▶ Text section

____________________

A. First meiotic division or Heterotypic division (Meiosis I)
During 1st meiotic division, diploid cell is divided into two haploid cells.
The daughter cells resulting from this division are different from the parent cell in chromosome number.
Hence this division is also called heterotypic division.
It consists of the phases like prophase-I, metaphase-I, anaphase-I, telophase-I and cytokinesis-I
Prophase-I :
This phase has longer duration.
Significant features which are peculiar to meiosis occurs in this phase.
This phase can be sub-divided into five sub-stages as
- Leptotene,
- Zygotene,
- Pachytene,
- Diplotene
- Diakinesis.
1. Leptotene :
The volume of nucleus increases.
The chromosomes become distinct, long thread-like and coiled.
They take up a specific orientation- the 'bouquet stage' inside the nucleus.
This is characterised with the ends of chromosomes converged towards that side of the nucleus where the centrosome lies.
The centriole divides into two and migrate to opposite poles.

____________________

Extracted records:

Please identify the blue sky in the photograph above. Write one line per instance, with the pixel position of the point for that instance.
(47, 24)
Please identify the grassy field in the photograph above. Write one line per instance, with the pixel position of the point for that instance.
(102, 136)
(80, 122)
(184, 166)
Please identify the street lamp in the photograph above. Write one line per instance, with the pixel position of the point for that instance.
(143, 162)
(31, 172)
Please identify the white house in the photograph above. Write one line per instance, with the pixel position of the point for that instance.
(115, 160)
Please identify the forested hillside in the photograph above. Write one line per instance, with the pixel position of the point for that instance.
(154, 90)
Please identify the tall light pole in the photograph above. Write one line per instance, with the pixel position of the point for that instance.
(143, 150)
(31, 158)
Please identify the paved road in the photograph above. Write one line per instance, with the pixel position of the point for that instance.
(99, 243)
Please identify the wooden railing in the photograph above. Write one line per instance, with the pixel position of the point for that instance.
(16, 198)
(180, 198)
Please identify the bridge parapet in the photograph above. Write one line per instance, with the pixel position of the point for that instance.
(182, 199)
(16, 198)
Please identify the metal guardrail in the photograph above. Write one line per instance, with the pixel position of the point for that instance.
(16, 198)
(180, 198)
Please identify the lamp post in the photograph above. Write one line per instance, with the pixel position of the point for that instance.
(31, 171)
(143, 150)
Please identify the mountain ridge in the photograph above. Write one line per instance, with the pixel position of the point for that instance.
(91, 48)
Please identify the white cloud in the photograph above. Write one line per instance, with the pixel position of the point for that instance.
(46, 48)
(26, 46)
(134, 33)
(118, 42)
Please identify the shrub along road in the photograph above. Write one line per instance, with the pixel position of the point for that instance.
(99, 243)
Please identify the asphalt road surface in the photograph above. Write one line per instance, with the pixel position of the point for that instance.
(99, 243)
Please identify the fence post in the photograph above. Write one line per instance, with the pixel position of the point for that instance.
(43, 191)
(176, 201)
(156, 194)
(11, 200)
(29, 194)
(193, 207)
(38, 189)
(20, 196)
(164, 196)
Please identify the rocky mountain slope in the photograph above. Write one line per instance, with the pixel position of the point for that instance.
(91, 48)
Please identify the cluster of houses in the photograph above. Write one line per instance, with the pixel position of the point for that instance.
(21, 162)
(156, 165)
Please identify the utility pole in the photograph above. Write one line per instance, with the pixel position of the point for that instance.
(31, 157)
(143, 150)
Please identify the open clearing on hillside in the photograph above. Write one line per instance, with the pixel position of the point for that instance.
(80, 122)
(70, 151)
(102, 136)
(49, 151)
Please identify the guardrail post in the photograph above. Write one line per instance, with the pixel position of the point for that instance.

____________________

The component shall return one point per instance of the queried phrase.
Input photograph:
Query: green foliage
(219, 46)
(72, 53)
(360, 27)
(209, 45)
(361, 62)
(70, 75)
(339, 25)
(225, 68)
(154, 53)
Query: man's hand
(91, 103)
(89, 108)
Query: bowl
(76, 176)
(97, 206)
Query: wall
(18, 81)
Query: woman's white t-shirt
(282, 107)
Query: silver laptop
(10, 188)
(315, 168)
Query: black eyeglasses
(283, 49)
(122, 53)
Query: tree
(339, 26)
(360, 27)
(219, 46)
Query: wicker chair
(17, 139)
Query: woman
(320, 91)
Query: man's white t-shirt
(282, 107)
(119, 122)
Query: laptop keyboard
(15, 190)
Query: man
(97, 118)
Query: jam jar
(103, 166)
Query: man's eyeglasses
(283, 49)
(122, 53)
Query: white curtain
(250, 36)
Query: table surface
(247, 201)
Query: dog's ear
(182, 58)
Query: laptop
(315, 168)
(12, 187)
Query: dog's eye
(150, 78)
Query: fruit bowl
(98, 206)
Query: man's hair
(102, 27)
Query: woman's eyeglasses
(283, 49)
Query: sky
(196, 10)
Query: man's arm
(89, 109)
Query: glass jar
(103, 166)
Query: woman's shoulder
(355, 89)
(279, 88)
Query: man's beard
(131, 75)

____________________

▶ Instructions to follow
Carry on the text on the first meiotic division from the point where it ends, in the same style.

▶ Exercise answer
2. Zygotene :
Intimate pairing of non-sister chromatids of homologous chromosomes takes place by formation of synaptonemal complex.
This pairing is called synapsis.
Each pair consists of a maternal chromosome and a paternal chromosome.
Chromosomal pairs are called bivalents or tetrads.
3. Pachytene :
Each individual chromosome begins to split longitudinally into two similar chromatids.
At this stage, tetrads become more clear in appearance because of presence of four visible chromatids.
The homologous chromosomes of each pair begin to separate from each other.
However, they do not completely separate but remain attached together at one or more points.
These points appear like a cross (X) known as chiasmata.
Chromatids break at these points and broken segments are exchanged between non-sister chromatids of homologous chromosomes.
This is called as crossing-over or recombination.
4. Diplotene :
Though chiasmata are formed in pachytene, they become clearly visible in diplotene due to the beginning of repulsion between synapsed homologous chromosomes.
This is called desynapsis.
It involves disappearence of synaptonemal complex.
5. Diakinesis :
In this phase, the chiasmata beings to move along the length of chromosomes from the centromere towards the ends of chromosomes.
The displacement of chiasmata is termed as terminalization.
The terminal chiasmata exist till the metaphase.
The nucleolus disappears and the nuclear membrane also begins to disappear.
Spindle fibres starts to appear in the cytoplasm.
Metaphase-I :
The spindle fibres become well developed.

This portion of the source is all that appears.